→ Prompt
Each line from the one that contains "of the blue" to the end of the material must be set down exactly, and no line before it.
◇ ◇ ◇ ◇ ◇ ◇ ◇
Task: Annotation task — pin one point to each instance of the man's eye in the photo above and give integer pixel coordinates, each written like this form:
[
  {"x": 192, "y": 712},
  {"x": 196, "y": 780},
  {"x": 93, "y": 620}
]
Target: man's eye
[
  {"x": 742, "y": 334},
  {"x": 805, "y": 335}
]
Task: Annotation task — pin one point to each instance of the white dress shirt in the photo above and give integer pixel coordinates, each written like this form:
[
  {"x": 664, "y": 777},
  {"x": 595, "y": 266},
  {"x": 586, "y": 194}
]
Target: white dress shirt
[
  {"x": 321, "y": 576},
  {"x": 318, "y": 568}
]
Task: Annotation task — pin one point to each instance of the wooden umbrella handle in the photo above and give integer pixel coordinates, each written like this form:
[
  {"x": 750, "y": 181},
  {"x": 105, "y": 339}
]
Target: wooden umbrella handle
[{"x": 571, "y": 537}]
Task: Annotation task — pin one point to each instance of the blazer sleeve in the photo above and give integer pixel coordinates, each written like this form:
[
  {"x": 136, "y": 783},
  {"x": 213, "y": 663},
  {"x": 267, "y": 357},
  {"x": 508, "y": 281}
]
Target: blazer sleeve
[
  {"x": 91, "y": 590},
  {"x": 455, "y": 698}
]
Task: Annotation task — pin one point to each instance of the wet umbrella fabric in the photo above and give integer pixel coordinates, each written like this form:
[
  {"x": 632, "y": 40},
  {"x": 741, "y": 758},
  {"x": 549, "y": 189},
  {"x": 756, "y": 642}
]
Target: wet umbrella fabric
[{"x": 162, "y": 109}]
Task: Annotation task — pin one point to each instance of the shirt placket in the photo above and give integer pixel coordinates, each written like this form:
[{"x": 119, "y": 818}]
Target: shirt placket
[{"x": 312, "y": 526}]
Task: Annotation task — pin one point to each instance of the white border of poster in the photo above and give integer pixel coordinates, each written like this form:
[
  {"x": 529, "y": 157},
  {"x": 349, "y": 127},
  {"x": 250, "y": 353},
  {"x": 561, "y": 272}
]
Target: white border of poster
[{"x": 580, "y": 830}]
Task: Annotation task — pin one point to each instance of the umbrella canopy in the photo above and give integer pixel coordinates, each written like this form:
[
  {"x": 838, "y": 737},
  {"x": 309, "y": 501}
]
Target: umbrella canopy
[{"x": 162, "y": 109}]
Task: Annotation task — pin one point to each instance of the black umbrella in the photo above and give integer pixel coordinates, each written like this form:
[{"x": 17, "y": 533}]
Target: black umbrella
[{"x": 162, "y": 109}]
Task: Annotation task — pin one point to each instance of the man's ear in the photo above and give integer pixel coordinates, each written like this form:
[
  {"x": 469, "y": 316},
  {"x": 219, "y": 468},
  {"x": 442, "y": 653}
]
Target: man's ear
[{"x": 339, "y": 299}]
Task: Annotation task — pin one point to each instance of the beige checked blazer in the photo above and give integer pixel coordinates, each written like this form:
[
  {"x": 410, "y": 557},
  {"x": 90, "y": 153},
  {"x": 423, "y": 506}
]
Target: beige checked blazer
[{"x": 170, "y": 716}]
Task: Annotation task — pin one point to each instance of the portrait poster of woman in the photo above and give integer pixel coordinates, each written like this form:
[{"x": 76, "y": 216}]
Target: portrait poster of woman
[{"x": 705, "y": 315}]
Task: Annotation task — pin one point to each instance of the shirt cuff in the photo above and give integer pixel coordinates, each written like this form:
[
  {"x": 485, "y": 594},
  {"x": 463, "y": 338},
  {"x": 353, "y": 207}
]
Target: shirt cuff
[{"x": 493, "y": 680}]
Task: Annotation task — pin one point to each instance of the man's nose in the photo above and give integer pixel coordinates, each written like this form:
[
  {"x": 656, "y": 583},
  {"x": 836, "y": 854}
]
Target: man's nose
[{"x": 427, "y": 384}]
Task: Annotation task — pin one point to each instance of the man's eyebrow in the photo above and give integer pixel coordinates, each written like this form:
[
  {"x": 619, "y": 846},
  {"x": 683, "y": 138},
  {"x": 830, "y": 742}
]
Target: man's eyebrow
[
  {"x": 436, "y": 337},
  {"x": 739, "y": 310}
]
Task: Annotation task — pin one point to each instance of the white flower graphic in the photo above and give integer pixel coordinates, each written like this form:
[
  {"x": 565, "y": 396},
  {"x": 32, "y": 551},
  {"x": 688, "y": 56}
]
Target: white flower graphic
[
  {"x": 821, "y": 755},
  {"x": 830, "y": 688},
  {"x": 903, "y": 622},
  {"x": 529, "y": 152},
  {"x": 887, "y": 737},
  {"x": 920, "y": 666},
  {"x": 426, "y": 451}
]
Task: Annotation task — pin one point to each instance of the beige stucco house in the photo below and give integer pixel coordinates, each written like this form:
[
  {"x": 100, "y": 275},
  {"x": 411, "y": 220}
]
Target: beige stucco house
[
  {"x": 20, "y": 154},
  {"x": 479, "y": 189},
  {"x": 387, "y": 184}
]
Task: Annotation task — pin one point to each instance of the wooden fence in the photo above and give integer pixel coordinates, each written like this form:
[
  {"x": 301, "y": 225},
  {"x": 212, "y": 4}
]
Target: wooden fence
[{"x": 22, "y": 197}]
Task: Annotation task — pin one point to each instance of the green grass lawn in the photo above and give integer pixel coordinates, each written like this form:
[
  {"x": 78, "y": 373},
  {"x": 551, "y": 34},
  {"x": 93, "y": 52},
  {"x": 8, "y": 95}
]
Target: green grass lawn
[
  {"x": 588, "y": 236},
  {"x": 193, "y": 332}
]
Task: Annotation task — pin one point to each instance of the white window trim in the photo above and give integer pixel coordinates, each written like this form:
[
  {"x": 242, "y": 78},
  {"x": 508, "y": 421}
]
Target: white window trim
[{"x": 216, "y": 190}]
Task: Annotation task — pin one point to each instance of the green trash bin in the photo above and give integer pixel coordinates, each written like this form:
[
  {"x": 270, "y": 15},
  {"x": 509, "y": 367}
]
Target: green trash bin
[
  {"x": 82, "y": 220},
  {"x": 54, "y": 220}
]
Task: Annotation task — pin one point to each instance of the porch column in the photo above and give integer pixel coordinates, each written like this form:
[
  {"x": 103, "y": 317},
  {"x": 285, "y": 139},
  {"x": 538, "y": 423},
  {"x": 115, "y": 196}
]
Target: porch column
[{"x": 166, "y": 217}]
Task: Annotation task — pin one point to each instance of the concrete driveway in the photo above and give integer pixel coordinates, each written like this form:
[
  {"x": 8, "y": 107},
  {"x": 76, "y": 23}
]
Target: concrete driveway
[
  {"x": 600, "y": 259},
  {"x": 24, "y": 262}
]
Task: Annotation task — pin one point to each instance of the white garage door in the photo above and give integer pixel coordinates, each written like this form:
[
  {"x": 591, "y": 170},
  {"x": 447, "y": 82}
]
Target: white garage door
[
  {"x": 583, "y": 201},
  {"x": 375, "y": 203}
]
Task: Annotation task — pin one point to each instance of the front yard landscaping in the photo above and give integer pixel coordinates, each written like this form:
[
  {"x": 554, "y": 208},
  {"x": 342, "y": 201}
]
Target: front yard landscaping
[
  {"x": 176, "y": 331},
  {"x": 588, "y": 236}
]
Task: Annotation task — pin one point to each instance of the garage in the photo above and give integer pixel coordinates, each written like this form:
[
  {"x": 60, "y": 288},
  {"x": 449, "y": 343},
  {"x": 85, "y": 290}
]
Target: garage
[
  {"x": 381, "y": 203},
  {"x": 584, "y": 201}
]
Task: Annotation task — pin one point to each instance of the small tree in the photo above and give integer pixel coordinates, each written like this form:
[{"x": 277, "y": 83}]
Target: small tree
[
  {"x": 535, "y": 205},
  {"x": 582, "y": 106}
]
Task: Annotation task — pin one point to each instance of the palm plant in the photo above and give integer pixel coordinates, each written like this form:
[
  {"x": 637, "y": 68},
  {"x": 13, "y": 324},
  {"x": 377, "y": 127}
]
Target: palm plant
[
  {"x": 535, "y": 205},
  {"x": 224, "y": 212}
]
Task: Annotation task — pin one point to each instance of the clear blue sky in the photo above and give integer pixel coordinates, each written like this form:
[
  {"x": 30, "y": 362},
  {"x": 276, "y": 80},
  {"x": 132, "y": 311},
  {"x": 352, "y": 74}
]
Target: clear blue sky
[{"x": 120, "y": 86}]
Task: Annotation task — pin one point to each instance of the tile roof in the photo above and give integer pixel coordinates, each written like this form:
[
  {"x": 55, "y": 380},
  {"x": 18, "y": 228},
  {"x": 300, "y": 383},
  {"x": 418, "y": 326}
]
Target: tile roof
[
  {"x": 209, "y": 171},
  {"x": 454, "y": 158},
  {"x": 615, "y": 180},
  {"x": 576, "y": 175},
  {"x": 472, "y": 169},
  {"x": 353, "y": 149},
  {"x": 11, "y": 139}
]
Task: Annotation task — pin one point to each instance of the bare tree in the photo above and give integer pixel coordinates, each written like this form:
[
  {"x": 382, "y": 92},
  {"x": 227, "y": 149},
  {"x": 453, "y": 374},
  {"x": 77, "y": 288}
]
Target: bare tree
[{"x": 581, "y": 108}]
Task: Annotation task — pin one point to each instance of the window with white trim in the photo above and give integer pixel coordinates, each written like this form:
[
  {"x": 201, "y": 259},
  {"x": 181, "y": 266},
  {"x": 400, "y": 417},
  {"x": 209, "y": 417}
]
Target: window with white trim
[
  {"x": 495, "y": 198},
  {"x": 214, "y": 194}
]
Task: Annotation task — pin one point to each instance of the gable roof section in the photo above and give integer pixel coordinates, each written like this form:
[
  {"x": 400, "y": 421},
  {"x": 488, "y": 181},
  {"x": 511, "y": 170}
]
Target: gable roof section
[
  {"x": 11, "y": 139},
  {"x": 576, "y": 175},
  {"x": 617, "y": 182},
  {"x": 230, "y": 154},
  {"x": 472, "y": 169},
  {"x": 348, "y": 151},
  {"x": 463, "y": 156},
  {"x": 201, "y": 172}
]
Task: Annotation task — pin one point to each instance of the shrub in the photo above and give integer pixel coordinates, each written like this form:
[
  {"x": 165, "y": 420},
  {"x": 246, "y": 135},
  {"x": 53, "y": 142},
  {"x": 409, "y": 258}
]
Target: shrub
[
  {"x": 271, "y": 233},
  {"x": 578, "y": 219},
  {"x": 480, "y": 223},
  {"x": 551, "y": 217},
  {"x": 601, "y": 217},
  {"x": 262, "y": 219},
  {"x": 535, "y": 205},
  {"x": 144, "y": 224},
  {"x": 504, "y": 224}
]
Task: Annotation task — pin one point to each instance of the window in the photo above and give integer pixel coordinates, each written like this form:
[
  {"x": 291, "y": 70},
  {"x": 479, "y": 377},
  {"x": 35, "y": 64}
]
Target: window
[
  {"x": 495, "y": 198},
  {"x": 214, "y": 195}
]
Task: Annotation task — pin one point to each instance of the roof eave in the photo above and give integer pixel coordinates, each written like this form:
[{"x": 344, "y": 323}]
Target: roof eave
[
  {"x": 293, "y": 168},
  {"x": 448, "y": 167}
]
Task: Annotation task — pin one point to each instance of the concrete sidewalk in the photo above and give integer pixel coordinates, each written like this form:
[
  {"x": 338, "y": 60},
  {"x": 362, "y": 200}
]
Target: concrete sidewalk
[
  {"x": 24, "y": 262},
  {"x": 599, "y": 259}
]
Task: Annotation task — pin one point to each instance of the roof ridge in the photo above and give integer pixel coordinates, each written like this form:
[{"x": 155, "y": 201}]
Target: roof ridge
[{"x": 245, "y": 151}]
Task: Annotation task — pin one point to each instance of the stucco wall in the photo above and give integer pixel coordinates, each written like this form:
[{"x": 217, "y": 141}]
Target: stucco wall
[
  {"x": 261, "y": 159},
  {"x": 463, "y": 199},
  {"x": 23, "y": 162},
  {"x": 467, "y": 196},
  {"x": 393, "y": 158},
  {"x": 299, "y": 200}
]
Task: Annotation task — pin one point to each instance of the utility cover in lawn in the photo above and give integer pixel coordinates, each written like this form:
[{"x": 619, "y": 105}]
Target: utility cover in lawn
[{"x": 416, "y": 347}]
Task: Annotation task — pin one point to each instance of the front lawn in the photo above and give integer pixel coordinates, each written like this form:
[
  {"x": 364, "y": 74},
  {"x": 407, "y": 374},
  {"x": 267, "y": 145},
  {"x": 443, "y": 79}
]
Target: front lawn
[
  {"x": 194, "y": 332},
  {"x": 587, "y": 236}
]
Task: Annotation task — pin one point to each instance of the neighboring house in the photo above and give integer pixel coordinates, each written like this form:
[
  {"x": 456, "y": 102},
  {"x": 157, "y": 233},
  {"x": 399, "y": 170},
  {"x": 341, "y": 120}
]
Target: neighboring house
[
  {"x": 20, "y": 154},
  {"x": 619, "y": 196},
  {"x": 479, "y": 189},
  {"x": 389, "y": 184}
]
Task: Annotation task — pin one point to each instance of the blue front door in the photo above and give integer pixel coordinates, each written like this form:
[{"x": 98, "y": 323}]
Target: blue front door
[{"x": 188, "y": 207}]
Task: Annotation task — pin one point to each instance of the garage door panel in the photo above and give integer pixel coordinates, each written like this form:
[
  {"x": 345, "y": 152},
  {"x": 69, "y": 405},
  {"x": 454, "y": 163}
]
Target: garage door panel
◇ ◇ ◇ ◇ ◇ ◇ ◇
→ Reply
Task: Annotation task — pin one point to each instance of the blue front door in the photo above and give integer pixel coordinates, each written like this form:
[{"x": 98, "y": 323}]
Target: blue front door
[{"x": 188, "y": 207}]
Task: Annotation task — pin one point to each instance of the garage door panel in the photo above and give integer pixel coordinates, each written like this form:
[
  {"x": 345, "y": 152},
  {"x": 69, "y": 405},
  {"x": 454, "y": 163}
]
Target: garage door panel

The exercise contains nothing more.